TEXT PASSAGE:

Content starts

The House of God
After a long time, I went to Colorado in early January 2023. Along the highway, the view of snow-covered mountain peaks against the blue sky was unfolding. The landscape of snow-covered peaks rising majestically over the vast expanse of plains seemed almost sacred, as if inhabited by mountain spirits. “Kilimanjaro is a snow covered mountain 19,710 feet high, and is said to be the highest mountain in Africa. Its western summit is called the Maasai ‘Ngaye Ngai’, the House of God,” begins Ernest Hemingway's novel The Snows of Kilimanjaro, published in 1936. Looking at the snow-covered peaks year-round, I wonder if Hemingway was inspired by such sacredness as he contemplated death while writing his novel.
Kilimanjaro is located in Tanzania, Africa, with the Furtwängler Glacier surrounding its summit. It is named after Walter Furtwängler who climbed there in 1912, but this glacier has reportedly melted by 85 percent between 1912 and 2011. Furthermore, at COP (Conference of Parties) 27 held in Egypt last November, the UN reported that it will disappear completely before 2050. Glaciers in other regions like the Pyrenees between France and Spain, the Dolomites in the Italian Alps, and Yellowstone National Park in the United States are also expected to vanish before 2050. While some may be irreversible, they implored that with our best efforts, we could save other glaciers around the world.
Around 580 billion tons of glaciers are disappearing annually, melting at a rate equivalent to five million Eiffel Towers' worth of ice each year. For local communities depending on glaciers for freshwater, drinking water, and food production, this is a matter of survival. Gretel Ehrlich, who has visited Greenland multiple times since 1993, vividly depicted this situation in her essay Rotten Ice. In it, she warned, "The amount of natural disasters and uninhabitable areas due to rising sea levels pales in comparison to a piece of the iceberg. Even a tiny portion of the methane trapped beneath the Arctic sea floor, if released into the atmosphere, would lead to the extinction of humanity."
The Earth is a collective one life. This life, much like the protagonist Harry in the novel "The Snows of Kilimanjaro," is confronting approaching death. In the story, Harry, while taking photos in the African plains, gets his leg punctured by a thorn, leading to a bacterial infection. Stranded as the truck that carried him and his companions to the hospital breaks down, Harry waits for a plane to transport him while the infection spreads. In his weakened state, he engages in arguments and reminisces about the past while drinking, looking at the snow-covered peaks. Despite knowing he could fight the bacteria if his cells fought back, he spends his last hours in trivial disputes and reminiscing about the past. Just like Harry, if the individual cells that make up this massive Earth don't collectively fight back, the impending death is inevitable.

Content ends

(Stored data entries)
Content starts

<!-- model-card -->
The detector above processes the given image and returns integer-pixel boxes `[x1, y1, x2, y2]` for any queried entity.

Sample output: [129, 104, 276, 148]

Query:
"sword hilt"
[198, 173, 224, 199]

Content ends

QUESTIONS:
1 > Copy everything from "The Earth is" down to "death is inevitable." in the text on melting glaciers, but replace "Harry" with "Henry" throughout.
2 > According to the text on melting glaciers, how much did the Furtwängler Glacier reportedly melt between 1912 and 2011?

EXERCISE SOLUTIONS:
1 >
The Earth is a collective one life. This life, much like the protagonist Henry in the novel "The Snows of Kilimanjaro," is confronting approaching death. In the story, Henry, while taking photos in the African plains, gets his leg punctured by a thorn, leading to a bacterial infection. Stranded as the truck that carried him and his companions to the hospital breaks down, Henry waits for a plane to transport him while the infection spreads. In his weakened state, he engages in arguments and reminisces about the past while drinking, looking at the snow-covered peaks. Despite knowing he could fight the bacteria if his cells fought back, he spends his last hours in trivial disputes and reminiscing about the past. Just like Henry, if the individual cells that make up this massive Earth don't collectively fight back, the impending death is inevitable.

2 > It reportedly melted by 85 percent.